» **REQUIRED TASK**
Set all the material down again unchanged, without the pictures.

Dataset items
--- --- ---

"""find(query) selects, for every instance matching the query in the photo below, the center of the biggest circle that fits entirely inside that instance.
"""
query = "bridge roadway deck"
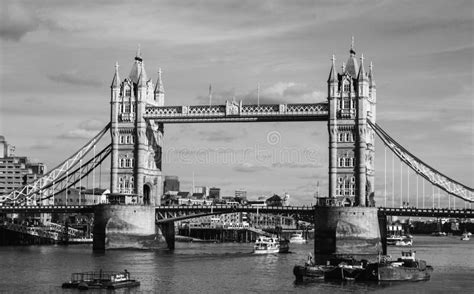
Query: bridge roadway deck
(237, 112)
(191, 210)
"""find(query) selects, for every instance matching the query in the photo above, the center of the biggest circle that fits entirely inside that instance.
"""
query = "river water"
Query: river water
(222, 268)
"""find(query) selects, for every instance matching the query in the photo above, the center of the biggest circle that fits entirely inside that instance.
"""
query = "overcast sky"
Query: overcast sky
(57, 62)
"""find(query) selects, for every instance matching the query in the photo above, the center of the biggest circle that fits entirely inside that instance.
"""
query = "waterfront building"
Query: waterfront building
(201, 190)
(16, 171)
(215, 193)
(171, 183)
(241, 194)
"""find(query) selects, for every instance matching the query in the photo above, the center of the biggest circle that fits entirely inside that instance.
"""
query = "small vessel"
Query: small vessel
(393, 239)
(465, 237)
(265, 245)
(438, 234)
(101, 280)
(297, 238)
(404, 242)
(405, 268)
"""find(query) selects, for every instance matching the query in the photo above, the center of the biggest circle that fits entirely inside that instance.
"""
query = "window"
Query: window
(346, 87)
(346, 104)
(348, 161)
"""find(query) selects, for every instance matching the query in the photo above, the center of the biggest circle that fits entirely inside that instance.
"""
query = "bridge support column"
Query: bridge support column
(346, 232)
(168, 232)
(125, 226)
(383, 231)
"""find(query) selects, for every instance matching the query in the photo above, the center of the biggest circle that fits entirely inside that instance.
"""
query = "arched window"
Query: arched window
(346, 87)
(341, 162)
(348, 161)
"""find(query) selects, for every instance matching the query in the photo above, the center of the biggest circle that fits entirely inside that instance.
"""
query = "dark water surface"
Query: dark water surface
(222, 268)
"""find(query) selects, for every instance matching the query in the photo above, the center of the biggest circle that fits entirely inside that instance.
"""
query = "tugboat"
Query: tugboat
(297, 238)
(406, 268)
(101, 280)
(265, 245)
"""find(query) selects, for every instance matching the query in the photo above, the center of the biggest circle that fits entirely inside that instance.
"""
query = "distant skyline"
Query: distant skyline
(57, 62)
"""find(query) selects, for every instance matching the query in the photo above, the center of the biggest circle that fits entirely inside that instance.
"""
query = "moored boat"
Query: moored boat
(101, 280)
(265, 245)
(297, 238)
(406, 268)
(465, 237)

--- --- ---

» **RESPONSE TO THE EXERCISE**
"""find(query) selects, for every instance matching the query in the photo below, the center of the biggest circle that fits entirely inside that instance.
"""
query = "bridge roadway deck"
Query: bridge roadway deck
(237, 112)
(191, 210)
"""find(query) selects, for every instance matching the query in the photo above, the center of the biggest circle that fits entirely inside that instance.
"""
query = "river water"
Query: river water
(222, 268)
"""find(query) selects, for every instance matching the query in the photo above, the center of the biggest circle that fits entirely inside that instance.
"""
query = "overcast sky"
Query: overcast sky
(57, 62)
"""find(query) selects, for every instance matching the query in the photo above, the center of the biggest circle that fits entirely inside that instance.
"""
query = "waterfront building"
Query: waterfront building
(201, 190)
(16, 171)
(215, 193)
(171, 183)
(241, 194)
"""find(query) selects, for every instance matching the query in the photo above, the center of the biggest circle that fits entirely inside that instance.
"""
query = "small vessel"
Query: small vessel
(393, 239)
(465, 237)
(265, 245)
(438, 234)
(101, 280)
(297, 238)
(404, 242)
(405, 268)
"""find(query) selects, for every instance matching the query in the photo above, the center of the biggest circle that fits entirely inside that instance.
"""
query = "window"
Query: window
(346, 87)
(346, 104)
(348, 161)
"""find(query) selects, for every instance matching the query in the photo above, the center of the biggest circle that fits entirely inside that instance.
"""
query = "bridge support column"
Query: bridge support column
(346, 232)
(168, 232)
(125, 226)
(383, 231)
"""find(query) selects, for every instance matching the query in the photo above, the center of the biggest circle that fits entirely inside that instance.
"""
query = "arched window"
Query: arched window
(346, 87)
(341, 162)
(348, 161)
"""find(query) selects, for every instance matching the query in the photo above, the center of the biggest circle that fits entirely inside that instance.
"""
query = "dark water surface"
Query: dark water surface
(222, 268)
"""find(query) selects, for every instance matching the query in the photo above, the center of the biggest circle that fits entirely inside that instance.
"""
query = "tugboat"
Query: tugboat
(297, 238)
(406, 268)
(101, 280)
(265, 245)
"""find(query) selects, for every instance matching the query in the photo above, the center of the biggest circle that fits entirely inside that instance.
"""
query = "distant skyline"
Query: distant skyline
(57, 62)
"""find(query) selects, for every instance matching the query in the photo above, the center of the biggest circle that fits entirely inside that instance.
"""
query = "moored boat"
Query: moored boat
(101, 280)
(265, 245)
(297, 238)
(406, 268)
(465, 237)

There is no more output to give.